What is being asked → Up to and including the line that holds "Locate the security", copy every line of the records below exactly, starting at the first; leave pictures out.

Referring expression data
---------------

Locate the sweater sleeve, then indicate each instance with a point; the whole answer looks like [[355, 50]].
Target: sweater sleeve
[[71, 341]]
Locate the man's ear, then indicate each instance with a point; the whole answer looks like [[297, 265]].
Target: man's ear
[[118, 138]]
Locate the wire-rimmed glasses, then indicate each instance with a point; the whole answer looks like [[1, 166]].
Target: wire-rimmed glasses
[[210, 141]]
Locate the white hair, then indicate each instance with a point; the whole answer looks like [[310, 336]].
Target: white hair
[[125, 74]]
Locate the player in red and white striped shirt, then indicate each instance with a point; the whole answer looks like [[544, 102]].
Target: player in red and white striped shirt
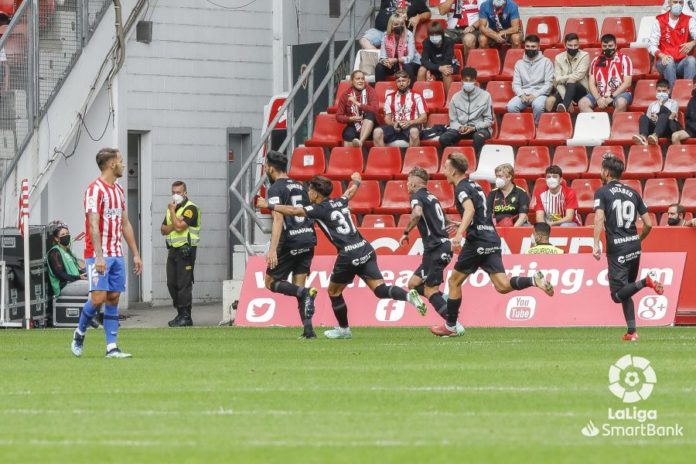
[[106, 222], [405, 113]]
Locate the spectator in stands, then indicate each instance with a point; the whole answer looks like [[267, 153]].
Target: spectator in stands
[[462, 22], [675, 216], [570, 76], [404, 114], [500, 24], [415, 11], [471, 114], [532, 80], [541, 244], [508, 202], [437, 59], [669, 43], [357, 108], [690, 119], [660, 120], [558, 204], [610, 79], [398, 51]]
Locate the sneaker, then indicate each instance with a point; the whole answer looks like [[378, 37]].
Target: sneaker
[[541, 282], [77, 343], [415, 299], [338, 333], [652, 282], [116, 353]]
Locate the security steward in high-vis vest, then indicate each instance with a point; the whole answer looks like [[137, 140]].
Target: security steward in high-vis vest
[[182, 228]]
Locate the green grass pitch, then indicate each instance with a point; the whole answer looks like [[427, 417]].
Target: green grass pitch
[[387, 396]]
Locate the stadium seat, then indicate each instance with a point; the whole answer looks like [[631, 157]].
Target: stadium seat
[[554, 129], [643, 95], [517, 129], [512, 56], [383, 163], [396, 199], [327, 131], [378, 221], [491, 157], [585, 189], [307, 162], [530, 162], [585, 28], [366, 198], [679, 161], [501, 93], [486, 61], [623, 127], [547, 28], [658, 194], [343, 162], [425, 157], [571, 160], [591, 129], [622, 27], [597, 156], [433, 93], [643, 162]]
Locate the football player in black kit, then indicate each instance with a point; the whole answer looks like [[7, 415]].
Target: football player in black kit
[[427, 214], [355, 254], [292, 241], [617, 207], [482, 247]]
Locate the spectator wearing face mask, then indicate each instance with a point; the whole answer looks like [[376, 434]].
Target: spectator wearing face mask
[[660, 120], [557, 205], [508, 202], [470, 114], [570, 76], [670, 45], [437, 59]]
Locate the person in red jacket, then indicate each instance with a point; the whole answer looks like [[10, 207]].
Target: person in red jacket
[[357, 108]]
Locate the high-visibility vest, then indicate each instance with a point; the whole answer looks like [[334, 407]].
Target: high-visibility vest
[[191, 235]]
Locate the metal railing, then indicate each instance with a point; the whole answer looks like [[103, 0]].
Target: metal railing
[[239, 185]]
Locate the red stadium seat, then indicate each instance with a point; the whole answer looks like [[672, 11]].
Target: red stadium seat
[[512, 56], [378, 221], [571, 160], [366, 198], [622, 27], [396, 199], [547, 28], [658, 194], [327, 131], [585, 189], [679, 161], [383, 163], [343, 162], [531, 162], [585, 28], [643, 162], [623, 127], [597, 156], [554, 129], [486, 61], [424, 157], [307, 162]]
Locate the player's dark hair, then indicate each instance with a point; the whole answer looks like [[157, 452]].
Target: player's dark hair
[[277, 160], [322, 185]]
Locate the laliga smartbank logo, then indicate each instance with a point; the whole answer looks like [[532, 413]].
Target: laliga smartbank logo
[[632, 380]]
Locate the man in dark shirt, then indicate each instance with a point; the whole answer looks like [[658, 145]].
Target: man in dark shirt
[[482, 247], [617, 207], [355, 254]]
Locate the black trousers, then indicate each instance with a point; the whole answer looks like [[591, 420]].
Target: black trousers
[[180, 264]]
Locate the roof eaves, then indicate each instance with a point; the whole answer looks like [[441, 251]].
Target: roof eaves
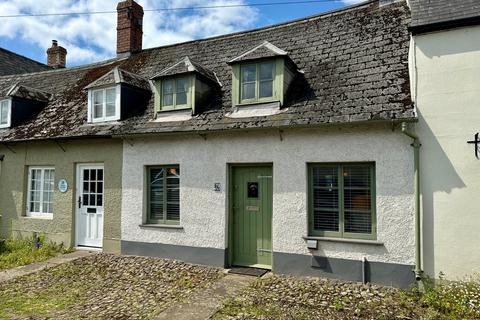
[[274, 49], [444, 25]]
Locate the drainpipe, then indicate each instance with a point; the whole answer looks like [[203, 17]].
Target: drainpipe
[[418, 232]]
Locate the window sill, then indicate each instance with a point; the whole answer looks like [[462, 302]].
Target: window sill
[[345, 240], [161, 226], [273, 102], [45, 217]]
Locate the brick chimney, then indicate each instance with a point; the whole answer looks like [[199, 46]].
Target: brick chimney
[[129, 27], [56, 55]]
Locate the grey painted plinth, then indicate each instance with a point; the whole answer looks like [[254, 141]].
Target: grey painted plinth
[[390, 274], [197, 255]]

---------------

Answer section →
Locate the sweater sleeve, then indicate each instance with a point; the whole answer looks like [[355, 50]].
Target: sweater sleeve
[[71, 341]]
Locate the man's ear, then indicate each instance with a point; the whole answer looks like [[297, 265]].
Target: man's ear
[[118, 138]]
Locate the wire-rimmed glasses, then indicate each instance with a point; the whole answer looks like [[1, 166]].
Target: wire-rimmed glasses
[[210, 141]]
Locate the white hair, then indicate each instance with a point; the whole answer looks like [[310, 336]].
Target: white hair
[[125, 74]]
Locate the player in red and white striped shirt, then indicate each instance with a point; the whole answer looks like [[544, 102]].
Target: player in red and white striped shirt
[[106, 222], [405, 113]]
Locate the spectator in stands, then indicate each instance with a point; the whole answer looks like [[267, 153]].
Target: spectator in stands
[[462, 22], [675, 216], [570, 76], [404, 114], [500, 24], [415, 11], [471, 114], [532, 80], [541, 244], [508, 202], [437, 59], [669, 43], [357, 108], [690, 119], [660, 120], [558, 204], [610, 79], [398, 51]]
Locate the sneaker, then indicate each instance with a point; the whole answer looks like [[378, 37]].
Target: sneaker
[[541, 282], [77, 343], [415, 299], [338, 333], [652, 282], [116, 353]]
Locate the security steward in high-vis vest, then indicate each instance with a point; the whole answer looks like [[137, 140]].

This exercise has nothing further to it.